─── Listed entries ───

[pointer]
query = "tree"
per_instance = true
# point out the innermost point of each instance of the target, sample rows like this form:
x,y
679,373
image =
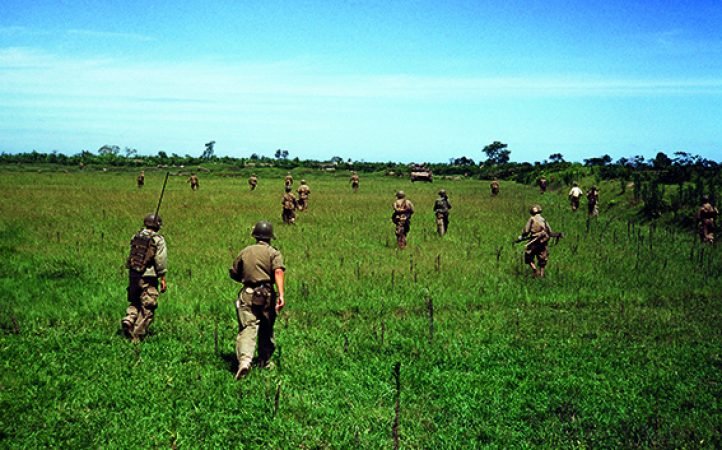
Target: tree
x,y
208,152
496,153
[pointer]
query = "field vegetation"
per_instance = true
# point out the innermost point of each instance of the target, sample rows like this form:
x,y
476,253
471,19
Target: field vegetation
x,y
447,344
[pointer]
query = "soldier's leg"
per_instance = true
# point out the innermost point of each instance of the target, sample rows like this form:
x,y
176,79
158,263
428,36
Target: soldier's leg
x,y
149,303
247,333
266,338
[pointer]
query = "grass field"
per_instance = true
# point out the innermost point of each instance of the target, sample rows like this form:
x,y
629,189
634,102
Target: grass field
x,y
620,346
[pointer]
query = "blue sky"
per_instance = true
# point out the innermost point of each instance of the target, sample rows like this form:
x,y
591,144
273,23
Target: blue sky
x,y
375,81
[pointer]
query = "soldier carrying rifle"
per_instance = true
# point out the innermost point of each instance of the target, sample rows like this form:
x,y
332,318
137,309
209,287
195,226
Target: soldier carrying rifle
x,y
537,233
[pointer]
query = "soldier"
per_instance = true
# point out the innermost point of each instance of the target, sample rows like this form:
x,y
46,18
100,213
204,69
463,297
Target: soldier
x,y
542,184
258,267
441,209
354,181
403,210
706,216
494,187
574,194
592,200
288,181
538,232
193,180
303,192
147,265
289,207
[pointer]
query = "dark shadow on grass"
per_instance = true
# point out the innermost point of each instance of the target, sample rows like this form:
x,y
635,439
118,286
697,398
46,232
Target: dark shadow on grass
x,y
231,361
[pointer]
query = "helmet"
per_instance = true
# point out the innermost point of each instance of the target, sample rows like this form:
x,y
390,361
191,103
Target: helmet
x,y
152,221
263,230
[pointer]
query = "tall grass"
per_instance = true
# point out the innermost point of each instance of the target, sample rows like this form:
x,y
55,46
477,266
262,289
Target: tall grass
x,y
618,346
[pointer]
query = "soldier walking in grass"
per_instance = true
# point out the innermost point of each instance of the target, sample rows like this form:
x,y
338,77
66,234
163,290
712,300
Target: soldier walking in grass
x,y
575,194
706,216
537,233
147,266
290,204
288,180
441,210
193,180
354,181
494,187
592,201
303,193
258,267
401,217
542,184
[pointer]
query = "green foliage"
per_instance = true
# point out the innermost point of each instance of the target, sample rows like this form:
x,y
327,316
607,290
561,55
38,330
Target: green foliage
x,y
618,347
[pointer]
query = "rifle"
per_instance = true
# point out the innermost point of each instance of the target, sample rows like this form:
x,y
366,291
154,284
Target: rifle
x,y
529,237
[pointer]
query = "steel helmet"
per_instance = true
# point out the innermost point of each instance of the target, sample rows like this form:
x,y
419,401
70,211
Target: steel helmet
x,y
263,230
152,221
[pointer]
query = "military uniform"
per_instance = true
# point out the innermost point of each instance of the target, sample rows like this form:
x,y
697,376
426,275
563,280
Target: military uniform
x,y
195,183
401,217
539,232
256,306
303,192
441,210
147,266
574,194
494,188
706,216
543,184
592,201
290,204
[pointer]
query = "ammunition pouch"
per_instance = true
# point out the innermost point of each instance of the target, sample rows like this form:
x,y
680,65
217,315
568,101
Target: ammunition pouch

───

Challenge =
Set down all the entries exactly as they appear, but skip any pictures.

Answer to the exercise =
[pointer]
query = "tree"
per_instance = true
# point out the innermost point of each instance of the target, sample rows like this form:
x,y
679,373
image =
Target: tree
x,y
208,152
496,153
[pointer]
query = "field vegetation"
per_instance = true
# point out the innermost point of each instance of the target, sample rows like this form:
x,y
476,253
471,19
Target: field vegetation
x,y
447,344
[pointer]
query = "soldier's leg"
per_instance = true
# point out the innermost point of each instance of the target, sample rows like this form:
x,y
176,79
158,263
428,36
Target: soldier's leg
x,y
149,303
247,333
266,338
[pointer]
query = "grass field"
per_instance = true
# point out the innermost point of each instance of the target, sample rows like this form:
x,y
629,189
634,102
Target: grass field
x,y
620,346
[pointer]
query = "blue sky"
per_instance = true
# point out the innermost point of each instance of the target, sample rows like this form:
x,y
591,144
273,23
Target: blue sky
x,y
375,81
[pointer]
query = "soldier carrying rifle"
per_instance = true
# point out the innermost point of each instance of the target, sample rows like this form:
x,y
332,318
137,309
209,287
195,226
Target: soldier carrying rifle
x,y
537,233
[pointer]
query = "soldier"
per_instance = true
# point out the innermost point of each instance of the target, sample rows like this form:
x,y
46,18
100,213
204,69
463,297
Target: soldier
x,y
542,184
258,267
441,209
354,181
403,210
706,216
494,187
574,194
592,200
288,181
538,232
193,180
303,192
147,265
289,207
[pointer]
query = "dark shadow on grass"
per_instance = true
# point out the innermost point of each instance of the target, sample rows like this form:
x,y
635,439
118,286
697,398
46,232
Target: dark shadow on grass
x,y
231,361
[pointer]
query = "helmet"
per_instance = true
# point out the innermost point of each instance of the target, sample rows like this form:
x,y
390,361
191,103
Target: helmet
x,y
152,221
263,230
[pointer]
query = "tall grass"
per_instance = true
# point out the innermost point of each instance of the target, sample rows like this form:
x,y
55,46
477,266
262,289
Target: tall grass
x,y
618,346
[pointer]
query = "soldier walking in grass"
per_instance = true
# point out the innermost point of each instance of the target, sample rows like this form:
x,y
338,77
66,234
163,290
712,300
Target: soldier walking in grass
x,y
575,194
706,216
537,233
147,266
290,204
288,180
441,210
193,180
354,181
494,187
592,201
303,193
258,267
401,217
542,184
[pointer]
query = "green foliage"
per_instance = true
# point out the innermost point of each instance of the target, sample rows like this form:
x,y
327,316
607,290
561,55
38,330
Target: green foliage
x,y
618,347
[pointer]
query = "rifle"
per_instance = true
# point out the innermost point of each instance of the target, sample rows like this form:
x,y
366,291
154,284
Target: rifle
x,y
529,237
[pointer]
query = "steel helmet"
per_instance = true
# point out the innermost point of each instance of the target, sample rows like this form:
x,y
419,401
70,211
Target: steel helmet
x,y
263,230
152,221
[pointer]
query = "military uniform"
per_instance = true
# point out the innermost point of each instance of the target, sample rows like this form:
x,y
697,376
426,275
563,280
Target: military uniform
x,y
195,183
401,217
539,232
256,306
303,192
441,210
147,266
574,194
494,188
706,216
543,184
592,201
290,204
[pointer]
query = "ammunition pouch"
per_instance = true
# point out the innermost point of each instance of the target, sample rows like this form:
x,y
680,65
217,315
568,101
Target: ammunition pouch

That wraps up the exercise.